**Exercise aim**
Your answer should hold every line of the records below that contains the string "head".

Dataset records Block Start

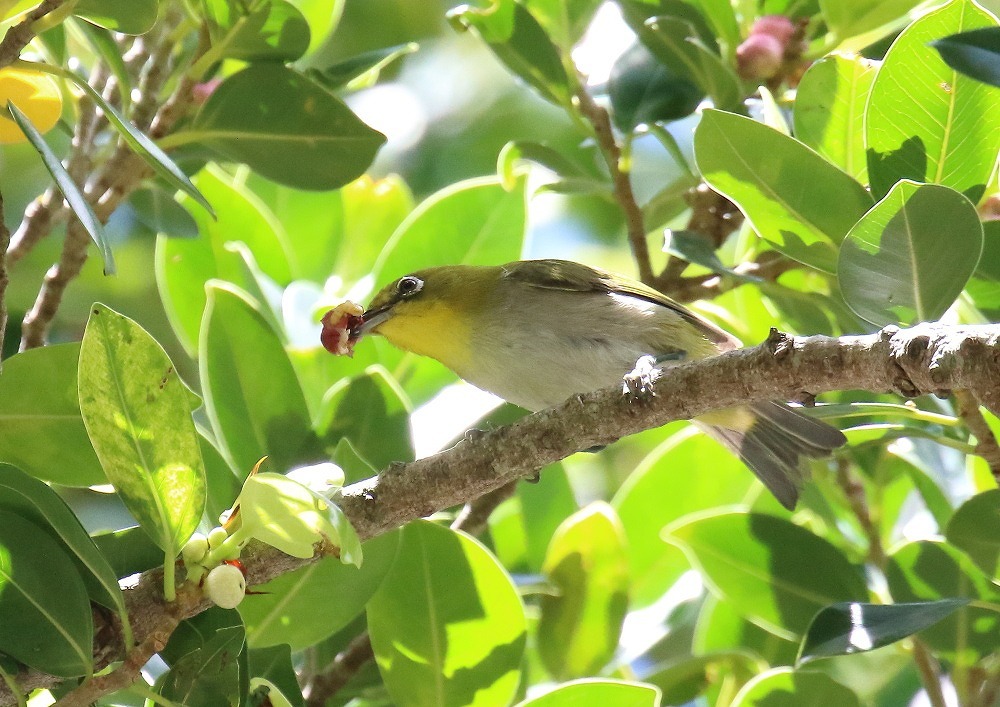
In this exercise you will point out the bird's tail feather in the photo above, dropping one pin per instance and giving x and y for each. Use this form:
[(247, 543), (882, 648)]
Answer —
[(772, 439)]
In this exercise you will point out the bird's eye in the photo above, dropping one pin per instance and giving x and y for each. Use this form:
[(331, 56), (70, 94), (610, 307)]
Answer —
[(409, 285)]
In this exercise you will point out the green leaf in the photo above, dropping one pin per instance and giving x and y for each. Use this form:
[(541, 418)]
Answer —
[(847, 19), (138, 415), (36, 502), (975, 528), (931, 571), (657, 493), (132, 17), (447, 626), (521, 43), (74, 197), (293, 518), (684, 680), (274, 665), (296, 608), (565, 21), (323, 145), (852, 627), (474, 222), (676, 44), (44, 610), (271, 31), (251, 392), (644, 91), (183, 267), (592, 691), (210, 675), (39, 403), (581, 621), (793, 198), (373, 413), (909, 257), (924, 119), (975, 53), (784, 686), (129, 551), (361, 71), (754, 562), (830, 110)]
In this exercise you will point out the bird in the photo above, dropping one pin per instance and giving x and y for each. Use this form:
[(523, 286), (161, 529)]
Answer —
[(537, 332)]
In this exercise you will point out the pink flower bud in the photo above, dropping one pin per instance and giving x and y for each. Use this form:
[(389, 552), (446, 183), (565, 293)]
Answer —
[(759, 57)]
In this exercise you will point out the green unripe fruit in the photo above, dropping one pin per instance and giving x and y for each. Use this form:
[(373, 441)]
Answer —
[(642, 90)]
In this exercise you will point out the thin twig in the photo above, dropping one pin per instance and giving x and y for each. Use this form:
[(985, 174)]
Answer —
[(855, 493), (4, 242), (622, 183), (127, 673), (19, 35), (930, 673), (986, 441)]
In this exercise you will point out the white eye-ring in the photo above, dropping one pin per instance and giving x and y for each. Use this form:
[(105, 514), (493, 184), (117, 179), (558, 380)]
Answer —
[(409, 285)]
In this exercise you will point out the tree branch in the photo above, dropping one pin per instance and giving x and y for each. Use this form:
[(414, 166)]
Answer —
[(926, 359), (19, 35)]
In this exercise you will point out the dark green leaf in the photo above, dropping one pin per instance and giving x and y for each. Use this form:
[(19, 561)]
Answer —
[(657, 493), (909, 257), (474, 222), (447, 626), (754, 562), (793, 198), (642, 90), (138, 415), (285, 127), (35, 501), (581, 621), (183, 267), (39, 403), (296, 608), (975, 53), (251, 392), (274, 664), (924, 120), (131, 17), (74, 197), (521, 43), (931, 571), (44, 610), (852, 627), (830, 110)]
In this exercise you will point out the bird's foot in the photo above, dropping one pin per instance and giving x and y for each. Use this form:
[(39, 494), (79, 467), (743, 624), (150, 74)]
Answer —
[(637, 385)]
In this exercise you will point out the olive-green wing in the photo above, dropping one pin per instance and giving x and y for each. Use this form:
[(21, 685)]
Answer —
[(576, 277)]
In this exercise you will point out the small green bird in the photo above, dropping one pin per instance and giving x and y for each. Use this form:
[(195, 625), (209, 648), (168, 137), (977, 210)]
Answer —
[(537, 332)]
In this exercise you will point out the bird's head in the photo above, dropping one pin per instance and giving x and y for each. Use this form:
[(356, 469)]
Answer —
[(430, 312)]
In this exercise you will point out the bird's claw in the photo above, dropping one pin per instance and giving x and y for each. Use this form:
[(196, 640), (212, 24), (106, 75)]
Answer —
[(637, 384)]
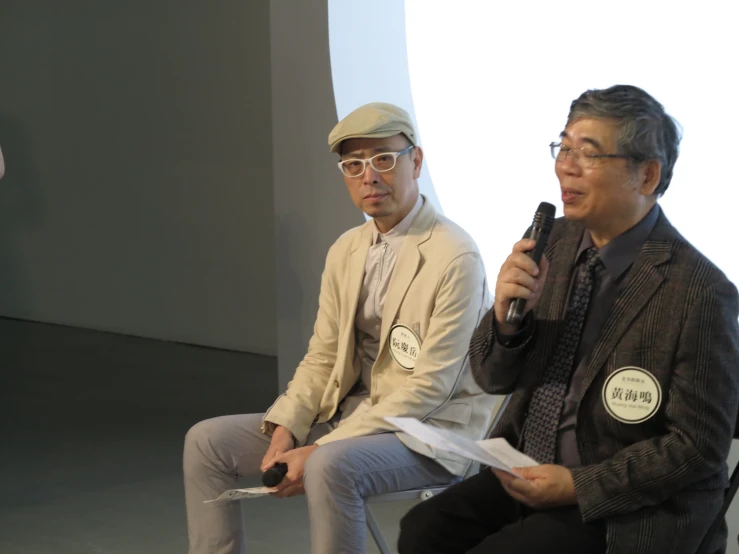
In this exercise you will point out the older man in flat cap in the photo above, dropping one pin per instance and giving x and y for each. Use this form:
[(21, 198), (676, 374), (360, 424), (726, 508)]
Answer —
[(400, 297)]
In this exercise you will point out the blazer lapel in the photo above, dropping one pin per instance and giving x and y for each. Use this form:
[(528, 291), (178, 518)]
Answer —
[(639, 286), (357, 260), (406, 267)]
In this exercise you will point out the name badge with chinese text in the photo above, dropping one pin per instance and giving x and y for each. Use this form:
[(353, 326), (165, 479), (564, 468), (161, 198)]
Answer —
[(632, 394), (405, 346)]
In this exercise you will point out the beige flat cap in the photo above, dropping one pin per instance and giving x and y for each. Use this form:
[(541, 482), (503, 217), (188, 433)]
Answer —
[(375, 120)]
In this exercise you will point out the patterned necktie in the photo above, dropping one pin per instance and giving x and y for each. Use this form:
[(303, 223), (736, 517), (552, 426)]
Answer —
[(540, 428)]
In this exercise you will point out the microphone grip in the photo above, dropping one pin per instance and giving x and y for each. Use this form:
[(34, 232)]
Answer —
[(274, 475), (517, 305)]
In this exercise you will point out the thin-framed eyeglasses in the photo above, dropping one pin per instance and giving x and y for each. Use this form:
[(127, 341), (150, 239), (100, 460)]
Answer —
[(385, 161), (584, 157)]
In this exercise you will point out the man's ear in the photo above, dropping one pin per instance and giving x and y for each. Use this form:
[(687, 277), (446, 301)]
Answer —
[(417, 161), (650, 174)]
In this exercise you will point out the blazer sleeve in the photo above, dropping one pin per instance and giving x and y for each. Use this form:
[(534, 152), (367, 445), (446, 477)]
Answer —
[(459, 302), (700, 411), (496, 367), (297, 407)]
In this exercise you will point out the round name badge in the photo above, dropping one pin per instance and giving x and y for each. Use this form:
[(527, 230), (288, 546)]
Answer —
[(632, 394), (405, 346)]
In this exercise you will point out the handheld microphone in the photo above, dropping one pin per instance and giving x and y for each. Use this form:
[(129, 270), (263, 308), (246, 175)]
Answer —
[(539, 231), (274, 475)]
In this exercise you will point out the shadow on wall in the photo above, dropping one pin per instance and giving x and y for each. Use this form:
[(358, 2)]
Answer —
[(291, 312), (20, 211)]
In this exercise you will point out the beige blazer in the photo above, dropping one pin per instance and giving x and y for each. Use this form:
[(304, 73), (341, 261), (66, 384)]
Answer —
[(438, 290)]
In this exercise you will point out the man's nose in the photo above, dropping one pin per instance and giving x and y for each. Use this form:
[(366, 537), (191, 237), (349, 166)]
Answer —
[(570, 163), (370, 175)]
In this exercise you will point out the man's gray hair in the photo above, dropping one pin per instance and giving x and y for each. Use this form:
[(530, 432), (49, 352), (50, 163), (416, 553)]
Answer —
[(646, 131)]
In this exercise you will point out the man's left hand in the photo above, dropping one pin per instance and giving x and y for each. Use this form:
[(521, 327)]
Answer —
[(292, 483), (540, 487)]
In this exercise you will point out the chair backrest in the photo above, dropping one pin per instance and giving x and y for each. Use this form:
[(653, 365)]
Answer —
[(728, 497)]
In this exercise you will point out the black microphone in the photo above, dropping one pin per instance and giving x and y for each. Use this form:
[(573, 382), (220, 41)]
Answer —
[(274, 475), (539, 231)]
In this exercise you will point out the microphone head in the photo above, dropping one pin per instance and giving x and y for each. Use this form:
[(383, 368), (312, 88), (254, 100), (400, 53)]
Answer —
[(547, 209)]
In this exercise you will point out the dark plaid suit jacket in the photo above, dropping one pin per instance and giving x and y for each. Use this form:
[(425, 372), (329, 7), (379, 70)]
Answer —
[(659, 484)]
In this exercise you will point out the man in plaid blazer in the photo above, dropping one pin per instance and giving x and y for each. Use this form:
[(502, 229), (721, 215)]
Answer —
[(649, 408)]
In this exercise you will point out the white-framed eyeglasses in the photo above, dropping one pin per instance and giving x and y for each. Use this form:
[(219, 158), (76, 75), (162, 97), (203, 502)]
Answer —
[(385, 161)]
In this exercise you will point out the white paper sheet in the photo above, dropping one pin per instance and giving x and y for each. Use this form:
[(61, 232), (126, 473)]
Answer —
[(496, 453), (240, 494)]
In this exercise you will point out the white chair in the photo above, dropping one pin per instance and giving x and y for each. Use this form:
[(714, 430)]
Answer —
[(420, 494)]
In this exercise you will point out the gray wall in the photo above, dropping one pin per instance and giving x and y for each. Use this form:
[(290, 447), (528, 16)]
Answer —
[(137, 139), (312, 206)]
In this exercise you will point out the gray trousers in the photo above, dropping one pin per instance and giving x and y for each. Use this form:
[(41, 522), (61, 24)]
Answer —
[(338, 477)]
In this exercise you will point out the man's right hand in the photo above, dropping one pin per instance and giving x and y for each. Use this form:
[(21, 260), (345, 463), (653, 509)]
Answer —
[(282, 441), (519, 277)]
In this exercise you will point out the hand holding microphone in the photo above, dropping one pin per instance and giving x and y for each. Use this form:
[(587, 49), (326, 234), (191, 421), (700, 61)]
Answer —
[(521, 278), (274, 475)]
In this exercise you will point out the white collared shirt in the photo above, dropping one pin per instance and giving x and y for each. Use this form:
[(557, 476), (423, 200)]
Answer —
[(378, 269)]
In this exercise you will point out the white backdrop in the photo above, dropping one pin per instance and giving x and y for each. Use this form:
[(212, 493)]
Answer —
[(490, 84)]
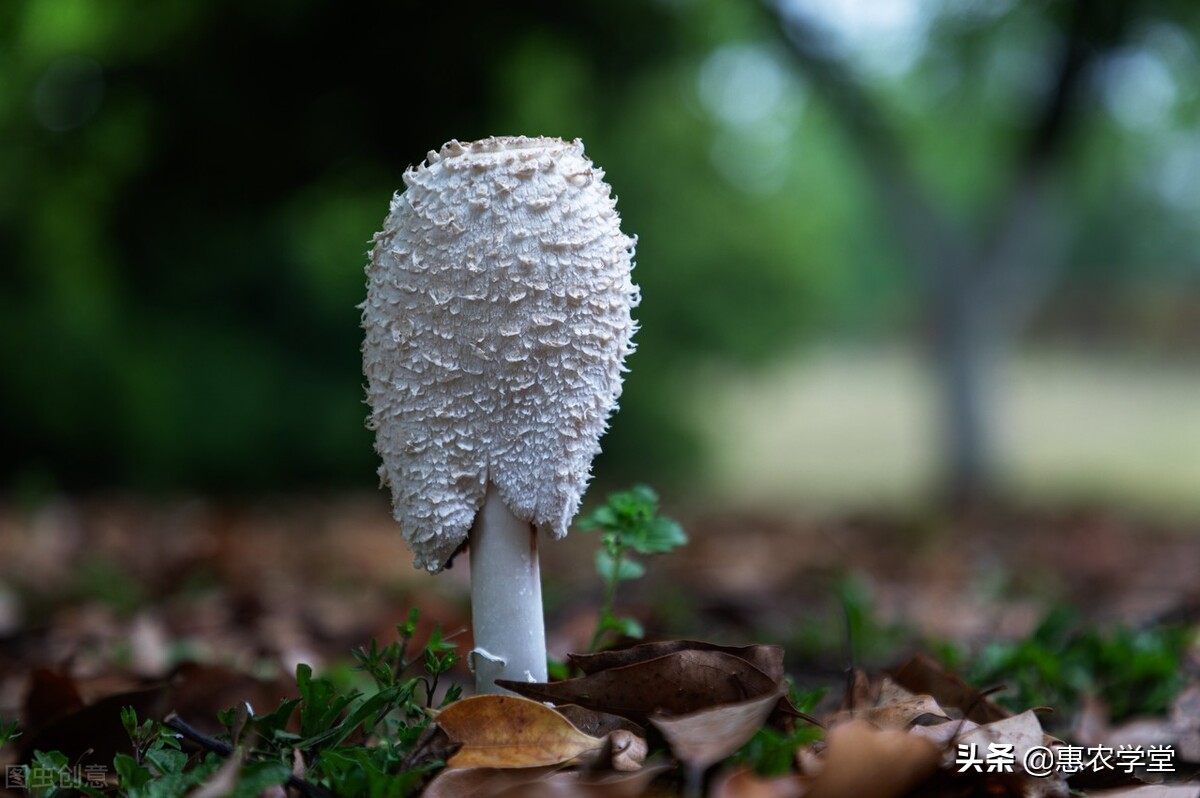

Dataset records Block End

**Solution to this task**
In this exercise you will point out the bird's head in the photo above, dropping one pin per instance and giving x and y for each. Use this form:
In this exercise you will point out the microphone head in the photo above, dropping one pin per instance and giving x and y for each. Use this form:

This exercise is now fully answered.